DOCUMENT EXCERPT
It would also give students in states with higher public school tuition a bigger benefit than those in states with lower tuition. Vermont’s is the highest in the country, at more than $16,000 for in-state tuition, according to the College Board
Several states have experimented with free tuition for community colleges. In New York there is a free tuition program but with a $110,000 household income cap
. But there have been hiccups, as for students who might qualify for the benefit but are also trying to work
. Rhode Island has a pilot program that gives two years of tuition free at the state’s community college
, with requirements that the student is enrolled full time and keeps a 2.5 GPA.
Free college was a much larger talking point during the 2016 campaign cycle, however. While Sanders mentions it in his campaign announcement material, it’s not as large a part of the political conversation in recent years.
How much would it cost?
Sanders suggests in his plan that the government would provide $47 billion for tuition each year to cover the two-thirds of $70 billion he says is spent on tuition public colleges and universities. There would be no guarantee that states would take part, which could make it cheaper. But there would also be, potentially, a lot more people enrolling at public schools if the tuition were free. There has been no CBO assessment of the proposal.
Sanders envisions hiking taxes on the wealthy and on Wall Street to pay for things like Medicare-for-all and free college. With the For the 99.8% Act
, he released a plan to roll back the Republicans’ drastic cuts to the estate tax. Sanders would institute a new graduated tax that would apply to estates of $3.5 million and larger. It would phase in on $3.5 million estates at 45% and reach up to 77% on the value of an estate over $1 billion.
It’s called the For the 99.8% Act because it would affect only the top 0.02% of households. There are other wealth taxes that have been proposed by the 2020 Democratic field, notably Sen. Elizabeth Warren’s plan to finance universal child care with a new 2% tax on households with assets of more than $50 million and a total 3% on households with assets of more than $1 billion.

EXERCISE INSTRUCTIONS
Carry on the piece about Sanders's free-tuition and estate-tax proposals, beginning right after its final sentence.

GIVEN DATA
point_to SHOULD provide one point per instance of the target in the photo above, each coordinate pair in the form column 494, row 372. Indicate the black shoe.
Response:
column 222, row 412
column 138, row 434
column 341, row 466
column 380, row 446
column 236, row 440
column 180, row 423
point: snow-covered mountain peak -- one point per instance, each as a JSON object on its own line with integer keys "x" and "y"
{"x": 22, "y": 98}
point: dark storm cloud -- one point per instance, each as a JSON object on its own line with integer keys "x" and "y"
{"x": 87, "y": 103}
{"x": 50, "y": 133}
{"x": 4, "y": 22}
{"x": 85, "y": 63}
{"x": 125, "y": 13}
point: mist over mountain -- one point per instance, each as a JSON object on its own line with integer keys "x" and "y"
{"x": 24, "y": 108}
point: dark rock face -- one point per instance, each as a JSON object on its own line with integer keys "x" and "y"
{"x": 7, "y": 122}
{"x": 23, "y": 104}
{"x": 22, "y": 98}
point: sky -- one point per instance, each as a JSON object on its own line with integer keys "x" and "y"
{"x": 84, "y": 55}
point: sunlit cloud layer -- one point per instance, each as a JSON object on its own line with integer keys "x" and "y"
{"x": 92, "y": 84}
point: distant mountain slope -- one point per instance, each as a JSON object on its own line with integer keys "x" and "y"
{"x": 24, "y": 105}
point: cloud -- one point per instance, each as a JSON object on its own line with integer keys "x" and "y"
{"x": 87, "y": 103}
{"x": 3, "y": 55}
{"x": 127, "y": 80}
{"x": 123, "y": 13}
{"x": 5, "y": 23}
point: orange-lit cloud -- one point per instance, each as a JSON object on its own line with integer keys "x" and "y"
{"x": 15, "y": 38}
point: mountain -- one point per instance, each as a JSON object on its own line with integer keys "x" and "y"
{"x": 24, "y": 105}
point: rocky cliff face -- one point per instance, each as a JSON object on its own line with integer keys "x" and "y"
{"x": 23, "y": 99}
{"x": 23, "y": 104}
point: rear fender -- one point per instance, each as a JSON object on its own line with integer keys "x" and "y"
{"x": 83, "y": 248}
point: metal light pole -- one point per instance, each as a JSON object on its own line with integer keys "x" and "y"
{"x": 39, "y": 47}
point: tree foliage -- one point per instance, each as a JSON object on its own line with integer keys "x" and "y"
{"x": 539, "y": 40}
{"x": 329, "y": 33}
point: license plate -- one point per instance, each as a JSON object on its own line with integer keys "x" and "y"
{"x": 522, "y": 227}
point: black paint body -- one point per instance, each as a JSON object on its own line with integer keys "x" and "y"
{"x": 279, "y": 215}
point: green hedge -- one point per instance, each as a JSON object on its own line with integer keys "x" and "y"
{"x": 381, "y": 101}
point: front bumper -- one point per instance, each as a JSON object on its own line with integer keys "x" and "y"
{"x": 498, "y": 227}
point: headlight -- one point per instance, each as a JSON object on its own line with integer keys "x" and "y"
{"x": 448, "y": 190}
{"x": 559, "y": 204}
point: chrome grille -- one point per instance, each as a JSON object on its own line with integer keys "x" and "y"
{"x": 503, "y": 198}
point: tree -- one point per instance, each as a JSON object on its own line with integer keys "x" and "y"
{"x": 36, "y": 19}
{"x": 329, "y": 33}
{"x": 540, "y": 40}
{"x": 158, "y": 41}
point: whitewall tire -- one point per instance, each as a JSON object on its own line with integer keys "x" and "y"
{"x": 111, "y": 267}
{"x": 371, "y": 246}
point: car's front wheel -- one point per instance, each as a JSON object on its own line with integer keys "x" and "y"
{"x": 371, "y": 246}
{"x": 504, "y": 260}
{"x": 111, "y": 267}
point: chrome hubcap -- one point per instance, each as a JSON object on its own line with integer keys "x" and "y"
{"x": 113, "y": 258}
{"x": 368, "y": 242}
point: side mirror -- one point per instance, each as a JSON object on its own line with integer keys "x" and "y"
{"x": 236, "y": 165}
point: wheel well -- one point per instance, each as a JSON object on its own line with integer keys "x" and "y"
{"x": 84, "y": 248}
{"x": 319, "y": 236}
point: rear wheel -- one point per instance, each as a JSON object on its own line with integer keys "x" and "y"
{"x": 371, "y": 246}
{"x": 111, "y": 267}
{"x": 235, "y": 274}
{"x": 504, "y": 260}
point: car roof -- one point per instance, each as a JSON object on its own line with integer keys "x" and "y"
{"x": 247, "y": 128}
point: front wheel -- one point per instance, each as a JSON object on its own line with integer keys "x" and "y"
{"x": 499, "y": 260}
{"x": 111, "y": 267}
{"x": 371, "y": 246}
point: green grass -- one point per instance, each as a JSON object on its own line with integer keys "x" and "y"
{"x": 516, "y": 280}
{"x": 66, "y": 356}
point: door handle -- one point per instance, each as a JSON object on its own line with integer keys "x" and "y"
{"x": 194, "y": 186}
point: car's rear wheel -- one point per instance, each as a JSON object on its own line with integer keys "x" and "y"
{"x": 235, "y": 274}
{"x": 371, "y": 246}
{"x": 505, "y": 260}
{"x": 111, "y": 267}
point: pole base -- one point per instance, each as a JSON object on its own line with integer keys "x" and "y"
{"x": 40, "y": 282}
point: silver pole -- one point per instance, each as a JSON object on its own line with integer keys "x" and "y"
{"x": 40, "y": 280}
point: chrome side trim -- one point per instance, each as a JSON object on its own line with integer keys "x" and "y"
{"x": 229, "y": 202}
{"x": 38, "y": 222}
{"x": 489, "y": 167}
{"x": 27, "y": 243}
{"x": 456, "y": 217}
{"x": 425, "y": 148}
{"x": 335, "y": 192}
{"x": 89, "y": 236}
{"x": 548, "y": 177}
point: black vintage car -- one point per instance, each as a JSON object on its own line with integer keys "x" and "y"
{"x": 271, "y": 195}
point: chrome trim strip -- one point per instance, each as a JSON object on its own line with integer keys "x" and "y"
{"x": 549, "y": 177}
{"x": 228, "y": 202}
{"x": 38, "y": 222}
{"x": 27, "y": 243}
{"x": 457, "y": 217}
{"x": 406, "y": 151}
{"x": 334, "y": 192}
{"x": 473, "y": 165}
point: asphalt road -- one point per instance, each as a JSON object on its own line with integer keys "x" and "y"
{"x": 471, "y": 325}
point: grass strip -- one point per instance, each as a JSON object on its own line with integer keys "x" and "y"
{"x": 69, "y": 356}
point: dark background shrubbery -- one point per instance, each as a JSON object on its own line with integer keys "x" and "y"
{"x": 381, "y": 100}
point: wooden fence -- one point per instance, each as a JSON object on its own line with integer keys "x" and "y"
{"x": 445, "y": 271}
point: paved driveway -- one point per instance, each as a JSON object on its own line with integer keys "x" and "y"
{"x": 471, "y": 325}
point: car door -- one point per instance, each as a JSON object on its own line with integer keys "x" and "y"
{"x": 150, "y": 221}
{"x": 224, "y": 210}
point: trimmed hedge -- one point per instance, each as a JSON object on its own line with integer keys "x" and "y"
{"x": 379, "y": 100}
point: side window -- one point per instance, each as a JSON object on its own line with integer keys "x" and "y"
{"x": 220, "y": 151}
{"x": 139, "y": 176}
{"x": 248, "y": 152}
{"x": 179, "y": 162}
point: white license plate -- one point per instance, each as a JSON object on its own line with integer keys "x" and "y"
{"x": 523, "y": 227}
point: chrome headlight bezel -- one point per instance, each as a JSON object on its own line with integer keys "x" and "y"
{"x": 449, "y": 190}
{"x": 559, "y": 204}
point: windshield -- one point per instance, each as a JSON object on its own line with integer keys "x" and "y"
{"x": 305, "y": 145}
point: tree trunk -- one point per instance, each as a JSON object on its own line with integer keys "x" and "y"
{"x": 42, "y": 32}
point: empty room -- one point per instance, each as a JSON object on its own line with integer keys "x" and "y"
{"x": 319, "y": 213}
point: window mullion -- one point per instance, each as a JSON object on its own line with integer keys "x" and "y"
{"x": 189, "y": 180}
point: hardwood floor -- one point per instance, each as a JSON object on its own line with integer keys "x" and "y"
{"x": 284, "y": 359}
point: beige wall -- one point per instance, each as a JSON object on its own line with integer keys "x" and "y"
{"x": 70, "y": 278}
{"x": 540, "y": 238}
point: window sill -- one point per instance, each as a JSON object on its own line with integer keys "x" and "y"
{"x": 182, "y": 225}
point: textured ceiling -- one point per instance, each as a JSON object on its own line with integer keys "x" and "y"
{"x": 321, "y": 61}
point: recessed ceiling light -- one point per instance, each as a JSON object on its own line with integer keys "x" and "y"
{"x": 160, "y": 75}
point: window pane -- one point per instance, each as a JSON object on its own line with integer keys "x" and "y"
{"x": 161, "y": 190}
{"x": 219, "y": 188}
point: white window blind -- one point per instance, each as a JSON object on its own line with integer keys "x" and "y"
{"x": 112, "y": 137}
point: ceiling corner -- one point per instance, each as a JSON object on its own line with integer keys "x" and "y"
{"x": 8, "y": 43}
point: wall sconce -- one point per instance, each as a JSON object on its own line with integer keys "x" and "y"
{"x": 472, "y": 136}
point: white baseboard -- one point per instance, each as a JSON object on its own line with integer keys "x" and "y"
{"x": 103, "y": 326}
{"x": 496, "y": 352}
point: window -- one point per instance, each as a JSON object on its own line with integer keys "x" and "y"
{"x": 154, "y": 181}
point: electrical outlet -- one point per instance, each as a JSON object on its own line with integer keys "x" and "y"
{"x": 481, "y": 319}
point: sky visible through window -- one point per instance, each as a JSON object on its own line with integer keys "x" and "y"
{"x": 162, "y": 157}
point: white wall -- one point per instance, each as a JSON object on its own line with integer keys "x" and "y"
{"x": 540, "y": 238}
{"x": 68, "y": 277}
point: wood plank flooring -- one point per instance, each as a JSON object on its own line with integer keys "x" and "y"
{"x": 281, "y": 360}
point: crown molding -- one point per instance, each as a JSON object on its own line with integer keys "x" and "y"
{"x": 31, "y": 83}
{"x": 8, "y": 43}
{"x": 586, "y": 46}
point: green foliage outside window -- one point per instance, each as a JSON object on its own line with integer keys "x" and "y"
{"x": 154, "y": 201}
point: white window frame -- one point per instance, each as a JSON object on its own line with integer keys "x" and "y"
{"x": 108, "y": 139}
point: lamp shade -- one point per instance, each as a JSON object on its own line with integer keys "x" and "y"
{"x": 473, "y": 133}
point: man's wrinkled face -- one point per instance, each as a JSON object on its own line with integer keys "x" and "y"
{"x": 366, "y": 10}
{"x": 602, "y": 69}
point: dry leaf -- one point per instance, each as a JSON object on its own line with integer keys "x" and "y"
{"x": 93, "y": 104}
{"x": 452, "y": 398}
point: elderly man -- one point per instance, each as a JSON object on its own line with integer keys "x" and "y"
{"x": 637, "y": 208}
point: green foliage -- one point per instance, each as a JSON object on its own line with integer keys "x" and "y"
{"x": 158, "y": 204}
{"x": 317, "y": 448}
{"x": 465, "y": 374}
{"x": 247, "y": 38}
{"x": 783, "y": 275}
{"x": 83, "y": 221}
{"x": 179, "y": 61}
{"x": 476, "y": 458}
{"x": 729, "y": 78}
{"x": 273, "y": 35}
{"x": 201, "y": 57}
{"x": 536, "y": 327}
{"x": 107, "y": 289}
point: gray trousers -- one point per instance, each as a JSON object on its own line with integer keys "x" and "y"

WRITTEN RESPONSE
Progressives don’t see these proposals as being in competition with one another but as part of a larger effort to “reverse a trend of that has seen American wealth increasingly concentrated among its most affluent households,” as CNN’s Greg Krieg and Tami Luhby reported
Sanders would pay for his college plan with a new Wall Street tax. He’d charge businesses and individuals to help cover the costs of his Medicare-for-all plan. But in neither case is there an official cost estimate to go by.
Double the federal minimum wage
A number of states have raised their minimum wages — sometimes substantially — beyond the $7.25 national hourly minimum. But no state has a $15 minimum wage, as Sanders has pushed. It wouldn’t technically cost the government much to do this, but there would certainly be a cost to business owners, many of whom would oppose the idea. His proposal would also gradually bring tipped workers, who can be paid a lower-than-minimum hourly wage — in line with other workers.
The federal minimum wage has not been raised in a decade. Because of inflation, that $7.25 has less purchasing power than it did in 2009. It now would take $8.47 per hour to equal the $7.25 of 2009.
Break up big banks
While some of the Wall Street regulations that passed in the wake of the 2008 financial crisis are being rolled back, Sanders would go in the other direction and impose new regulations on Wall Street and big banks. He has proposed legislation to keep banks from becoming too large and to keep them from holding assets worth more than 3% of the gross domestic product.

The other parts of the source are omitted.